**What is expected:** Write out every line of the data below as a numbered list, leaving out the blank lines.

----- Source records

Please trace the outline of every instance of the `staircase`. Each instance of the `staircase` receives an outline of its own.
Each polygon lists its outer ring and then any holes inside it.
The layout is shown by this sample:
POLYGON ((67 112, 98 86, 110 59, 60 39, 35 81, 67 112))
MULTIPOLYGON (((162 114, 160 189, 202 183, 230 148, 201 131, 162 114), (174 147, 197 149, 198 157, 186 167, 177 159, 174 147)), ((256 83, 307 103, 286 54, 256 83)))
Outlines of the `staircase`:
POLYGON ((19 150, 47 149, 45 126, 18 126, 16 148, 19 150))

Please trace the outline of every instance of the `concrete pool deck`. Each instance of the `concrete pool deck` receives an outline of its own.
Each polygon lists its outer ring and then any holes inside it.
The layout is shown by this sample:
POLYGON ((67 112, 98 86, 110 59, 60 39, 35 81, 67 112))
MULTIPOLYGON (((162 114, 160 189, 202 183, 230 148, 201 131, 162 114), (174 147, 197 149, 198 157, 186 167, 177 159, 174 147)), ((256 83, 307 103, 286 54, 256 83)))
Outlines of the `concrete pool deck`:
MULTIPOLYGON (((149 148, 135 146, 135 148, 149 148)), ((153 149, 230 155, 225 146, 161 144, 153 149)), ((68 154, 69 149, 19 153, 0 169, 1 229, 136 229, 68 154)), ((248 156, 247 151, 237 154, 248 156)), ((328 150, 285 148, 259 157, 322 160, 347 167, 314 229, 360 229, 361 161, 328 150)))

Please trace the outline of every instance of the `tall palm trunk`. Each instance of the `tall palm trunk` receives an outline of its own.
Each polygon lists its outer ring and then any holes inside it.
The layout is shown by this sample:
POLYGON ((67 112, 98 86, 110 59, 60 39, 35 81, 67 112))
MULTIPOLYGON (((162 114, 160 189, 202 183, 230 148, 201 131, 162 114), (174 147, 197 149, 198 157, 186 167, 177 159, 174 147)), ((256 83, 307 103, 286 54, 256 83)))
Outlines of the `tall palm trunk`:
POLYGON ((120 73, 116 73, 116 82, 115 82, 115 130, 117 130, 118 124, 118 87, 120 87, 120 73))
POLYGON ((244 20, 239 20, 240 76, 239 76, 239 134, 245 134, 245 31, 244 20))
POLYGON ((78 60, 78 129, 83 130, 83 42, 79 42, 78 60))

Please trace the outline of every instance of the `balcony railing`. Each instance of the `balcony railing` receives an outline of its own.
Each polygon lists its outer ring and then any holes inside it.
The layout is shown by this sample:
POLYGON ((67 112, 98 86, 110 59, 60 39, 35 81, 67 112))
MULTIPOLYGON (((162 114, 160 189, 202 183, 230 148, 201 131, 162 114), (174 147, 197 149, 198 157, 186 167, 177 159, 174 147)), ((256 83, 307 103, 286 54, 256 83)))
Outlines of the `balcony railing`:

----------

**Reply to the exercise:**
1. Please trace the outline of every instance of the `staircase`. Each instance of the `staircase` receives an outline of its own.
2. Each polygon lists its outer ring and then any holes inside it.
3. The layout is shown by this sample:
4. POLYGON ((67 112, 98 86, 110 59, 60 39, 35 81, 67 112))
5. MULTIPOLYGON (((162 114, 160 189, 202 183, 230 148, 201 131, 162 114), (174 147, 197 149, 198 157, 186 167, 177 159, 174 147)), ((256 83, 307 103, 286 54, 256 83)))
6. Outlines of the `staircase`:
7. POLYGON ((19 150, 47 149, 45 126, 18 126, 16 148, 19 150))
8. Please trace the outline of every instance of the `concrete pool deck`. Each instance of the `concrete pool deck` receives an outline of its own.
9. Each polygon lists its outer ring and then any holes inside it.
10. The layout is shown by this sample:
11. POLYGON ((67 112, 98 86, 110 59, 60 39, 35 81, 67 112))
12. MULTIPOLYGON (((162 114, 160 189, 202 183, 230 148, 201 131, 162 114), (174 147, 197 149, 198 157, 186 167, 177 159, 174 147)), ((256 83, 307 103, 286 54, 256 83)))
13. Outlines of the `concrete pool deck`:
14. MULTIPOLYGON (((149 148, 135 146, 135 148, 149 148)), ((153 149, 230 155, 225 146, 161 144, 153 149)), ((68 154, 69 149, 19 153, 0 169, 1 229, 136 229, 68 154)), ((248 156, 247 151, 237 154, 248 156)), ((328 150, 285 148, 259 157, 322 160, 347 167, 314 229, 360 229, 361 161, 328 150)))
15. Please trace the outline of every instance of the `tall palm trunk`. Each instance of the `tall palm trunk` receives an outline of its own.
16. Each polygon lists its outer ring and then any holes inside it.
17. The layout is shown by this sample:
18. POLYGON ((67 112, 98 86, 110 59, 60 39, 35 81, 67 112))
19. MULTIPOLYGON (((162 114, 160 189, 202 183, 230 148, 201 131, 162 114), (174 147, 197 149, 198 157, 186 167, 177 159, 174 147)), ((256 83, 307 103, 286 54, 256 83)))
20. Outlines of the `tall palm trunk`:
21. POLYGON ((120 73, 116 73, 116 82, 115 82, 115 130, 117 130, 118 124, 118 87, 120 87, 120 73))
22. POLYGON ((244 20, 239 20, 240 76, 239 76, 239 134, 245 134, 245 31, 244 20))
23. POLYGON ((78 60, 78 129, 83 130, 83 42, 79 42, 78 60))
24. Please trace the outline of every instance of the `balcony railing`. Each instance of the `balcony railing` receives an outline of its own.
25. Each polygon lists its outer ring and then any holes inside it.
26. The layout is shown by this sample:
27. POLYGON ((67 112, 98 86, 110 59, 60 39, 35 81, 67 112))
28. MULTIPOLYGON (((162 114, 160 189, 202 183, 230 148, 201 131, 162 114), (174 147, 197 149, 198 157, 186 167, 177 159, 174 147)), ((256 83, 307 103, 286 54, 256 83)))
29. Outlines of the `balcony railing`:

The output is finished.